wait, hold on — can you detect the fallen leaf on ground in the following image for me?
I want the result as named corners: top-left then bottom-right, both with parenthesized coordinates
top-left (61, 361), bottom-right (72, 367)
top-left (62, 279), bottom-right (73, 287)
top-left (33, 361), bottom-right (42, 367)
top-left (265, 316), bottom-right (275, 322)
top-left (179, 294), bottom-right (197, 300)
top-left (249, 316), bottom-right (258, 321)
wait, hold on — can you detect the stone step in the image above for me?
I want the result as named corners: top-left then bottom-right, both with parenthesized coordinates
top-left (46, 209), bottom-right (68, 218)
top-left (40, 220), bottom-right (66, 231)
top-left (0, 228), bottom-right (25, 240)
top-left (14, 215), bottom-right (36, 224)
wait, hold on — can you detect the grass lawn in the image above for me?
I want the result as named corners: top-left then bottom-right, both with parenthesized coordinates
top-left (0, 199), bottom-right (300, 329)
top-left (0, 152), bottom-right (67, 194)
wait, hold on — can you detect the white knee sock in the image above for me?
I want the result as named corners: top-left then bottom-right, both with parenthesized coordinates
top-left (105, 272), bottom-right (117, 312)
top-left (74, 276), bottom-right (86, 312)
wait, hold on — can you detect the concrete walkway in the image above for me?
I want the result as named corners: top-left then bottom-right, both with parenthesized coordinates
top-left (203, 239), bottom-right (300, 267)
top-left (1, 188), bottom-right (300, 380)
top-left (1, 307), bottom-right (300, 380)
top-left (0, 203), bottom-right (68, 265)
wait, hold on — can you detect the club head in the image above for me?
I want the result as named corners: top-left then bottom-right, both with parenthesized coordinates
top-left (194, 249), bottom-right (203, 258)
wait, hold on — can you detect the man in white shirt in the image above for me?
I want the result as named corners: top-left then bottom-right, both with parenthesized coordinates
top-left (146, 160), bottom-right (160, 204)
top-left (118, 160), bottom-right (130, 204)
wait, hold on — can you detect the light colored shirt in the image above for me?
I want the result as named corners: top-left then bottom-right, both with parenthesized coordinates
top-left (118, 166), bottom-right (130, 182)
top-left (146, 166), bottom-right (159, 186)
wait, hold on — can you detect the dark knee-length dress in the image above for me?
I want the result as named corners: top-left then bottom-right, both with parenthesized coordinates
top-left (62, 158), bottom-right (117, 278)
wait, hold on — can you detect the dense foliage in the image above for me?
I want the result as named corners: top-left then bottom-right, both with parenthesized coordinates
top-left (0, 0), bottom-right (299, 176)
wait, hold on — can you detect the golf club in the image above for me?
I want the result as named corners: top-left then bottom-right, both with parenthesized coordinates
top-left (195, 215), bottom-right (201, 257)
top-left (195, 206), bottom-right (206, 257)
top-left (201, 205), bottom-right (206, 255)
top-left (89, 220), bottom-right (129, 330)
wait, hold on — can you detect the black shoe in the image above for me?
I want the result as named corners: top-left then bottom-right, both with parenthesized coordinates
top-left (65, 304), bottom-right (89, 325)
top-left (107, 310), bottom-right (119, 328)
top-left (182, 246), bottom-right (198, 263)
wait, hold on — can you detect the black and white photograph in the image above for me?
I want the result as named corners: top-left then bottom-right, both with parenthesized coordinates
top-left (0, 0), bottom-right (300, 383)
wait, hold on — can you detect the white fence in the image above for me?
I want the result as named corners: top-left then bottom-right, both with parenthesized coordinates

**Task to carry out:** All the data is to be copied over exactly as it stands.

**Reply to the exercise:**
wait, hold on — can you detect the fallen leaf on ground in the following image for me?
I want the result as named corners: top-left then bottom-right, both with parenthesized coordinates
top-left (61, 361), bottom-right (72, 367)
top-left (62, 279), bottom-right (73, 287)
top-left (33, 361), bottom-right (42, 367)
top-left (265, 316), bottom-right (275, 322)
top-left (179, 294), bottom-right (197, 300)
top-left (249, 316), bottom-right (258, 321)
wait, hold on — can you detect the stone step in the image above for me?
I want the result as named corners: top-left then bottom-right, both with parenthesized coordinates
top-left (46, 209), bottom-right (68, 218)
top-left (40, 220), bottom-right (66, 231)
top-left (0, 228), bottom-right (25, 240)
top-left (14, 215), bottom-right (36, 224)
wait, hold on — can you detect the grass lawn in the image above for me?
I want the result as named corners: top-left then bottom-right, both with parenthesized coordinates
top-left (0, 199), bottom-right (300, 329)
top-left (0, 152), bottom-right (67, 194)
wait, hold on — can you detect the white knee sock in the image above for me?
I want the result as named corners: top-left then bottom-right, both with parenthesized coordinates
top-left (105, 272), bottom-right (117, 312)
top-left (74, 276), bottom-right (86, 312)
wait, hold on — can you detect the concrete walkway in the image above for me?
I want the result as named corners: top-left then bottom-right, both with parenthesized coordinates
top-left (203, 239), bottom-right (300, 267)
top-left (1, 188), bottom-right (300, 380)
top-left (1, 307), bottom-right (300, 380)
top-left (0, 203), bottom-right (68, 265)
wait, hold on — can you detect the club head in the image above for me?
I want the result as named corners: top-left then bottom-right, both with parenthesized coordinates
top-left (194, 249), bottom-right (203, 258)
wait, hold on — can you detect the man in white shirt in the image above for me?
I want the result as named corners: top-left then bottom-right, both with parenthesized coordinates
top-left (146, 160), bottom-right (160, 204)
top-left (118, 160), bottom-right (130, 204)
wait, hold on — can you detect the light colored shirt in the image above for me?
I want the result as named corners: top-left then bottom-right, both with parenthesized coordinates
top-left (118, 166), bottom-right (130, 182)
top-left (146, 166), bottom-right (159, 186)
wait, hold on — can you detect the dark knee-length dress in the image above for me?
I want the result as named corners: top-left then bottom-right, both with parenthesized coordinates
top-left (62, 158), bottom-right (117, 278)
wait, hold on — can you detect the dense foliage in the image above for me?
I want the result as named corners: top-left then bottom-right, both with parenthesized coordinates
top-left (0, 0), bottom-right (299, 176)
wait, hold on — can you detect the golf club in the image above for me?
I want the result as named corners: top-left then bottom-right, both with parenthesized coordinates
top-left (195, 215), bottom-right (201, 257)
top-left (195, 206), bottom-right (206, 257)
top-left (201, 205), bottom-right (206, 255)
top-left (89, 220), bottom-right (129, 330)
wait, hold on — can you detect the black shoe in the image above for me?
I want the result as named corners: top-left then bottom-right, both with parenthesized coordinates
top-left (65, 304), bottom-right (89, 325)
top-left (107, 310), bottom-right (119, 328)
top-left (182, 246), bottom-right (198, 263)
wait, hold on — can you detect the black and white photograph in the image above for me?
I want the result as named corners: top-left then bottom-right, both with parenthesized coordinates
top-left (0, 0), bottom-right (300, 383)
wait, hold on — can you detect the white fence in the image above for me?
I want the result as named corners: top-left then bottom-right, both with parenthesized coordinates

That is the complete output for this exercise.